Source text.
◇ ◇ ◇

In the following program, if I set the variable $foo to the value 1 inside the first if statement, it works in the sense that its value is remembered after the if statement. However, when I set the same variable to the value 2 inside an if which is inside a while statement, it's forgotten after the while loop. It's behaving like I'm using some sort of copy of the variable $foo inside the while loop and I am modifying only that particular copy. Here's a complete test program:
#!/bin/bash
set -e
set -u
foo=0
bar="hello"
if [[ "$bar" == "hello" ]]
then
foo=1
echo "Setting \$foo to 1: $foo"
fi
echo "Variable \$foo after if statement: $foo"
lines="first line\nsecond line\nthird line"
echo -e $lines | while read line
do
if [[ "$line" == "second line" ]]
then
foo=2
echo "Variable \$foo updated to $foo inside if inside while loop"
fi
echo "Value of \$foo in while loop body: $foo"
done
echo "Variable \$foo after while loop: $foo"
# Output:
# $ ./testbash.sh
# Setting $foo to 1: 1
# Variable $foo after if statement: 1
# Value of $foo in while loop body: 1
# Variable $foo updated to 2 inside if inside while loop
# Value of $foo in while loop body: 2
# Value of $foo in while loop body: 2
# Variable $foo after while loop: 1
# bash --version
# GNU bash, version 4.1.10(4)-release (i686-pc-cygwin)
echo -e $lines | while read line
...
done
The while loop is executed in a subshell. So any changes you do to the variable will not be available once the subshell exits.
Instead you can use a here string to re-write the while loop to be in the main shell process; only echo -e $lines will run in a subshell:
while read line
do
if [[ "$line" == "second line" ]]
then
foo=2
echo "Variable \$foo updated to $foo inside if inside while loop"
fi
echo "Value of \$foo in while loop body: $foo"
done <<< "$(echo -e "$lines")"
You can get rid of the rather ugly echo in the here-string above by expanding the backslash sequences immediately when assigning lines. The $'...' form of quoting can be used there:
lines=$'first line\nsecond line\nthird line'
while read line; do
...
done <<< "$lines"

◇ ◇ ◇

Collected data.
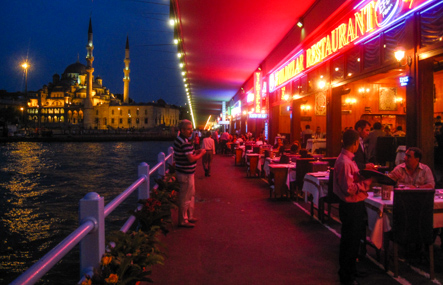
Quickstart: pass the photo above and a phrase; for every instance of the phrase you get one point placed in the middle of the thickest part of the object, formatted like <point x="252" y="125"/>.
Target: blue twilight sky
<point x="52" y="33"/>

◇ ◇ ◇

Work request A. Translate into Spanish this sentence from the bash while-loop text: "The while loop is executed in a subshell."
Work request B. Proceed with the bash while-loop text from the point at which it ends.
The material is not needed for this work.

Task output A. El bucle while se ejecuta en un subshell.

Task output B.
UPDATED#2
Explanation is in Blue Moons's answer.
Alternative solutions:
Eliminate echo
while read line; do
...
done <<EOT
first line
second line
third line
EOT
Add the echo inside the here-is-the-document
while read line; do
...
done <<EOT
$(echo -e $lines)
EOT
Run echo in background:
coproc echo -e $lines
while read -u ${COPROC[0]} line; do
...
done
Redirect to a file handle explicitly (Mind the space in < <!):
exec 3< <(echo -e $lines)
while read -u 3 line; do
...
done
Or just redirect to the stdin:
while read line; do
...
done < <(echo -e $lines)
And one for chepner (eliminating echo):
arr=("first line" "second line" "third line");
for((i=0;i<${#arr[*]};++i)) { line=${arr[i]};
...
}
Variable $lines can be converted to an array without starting a new sub-shell. The characters \ and n has to be converted to some character (e.g. a real new line character) and use the IFS (Internal Field Separator) variable to split the string into array elements. This can be done like:
lines="first line\nsecond line\nthird line"
echo "$lines"
OIFS="$IFS"
IFS=$'\n' arr=(${lines//\\n/$'\n'}) # Conversion
IFS="$OIFS"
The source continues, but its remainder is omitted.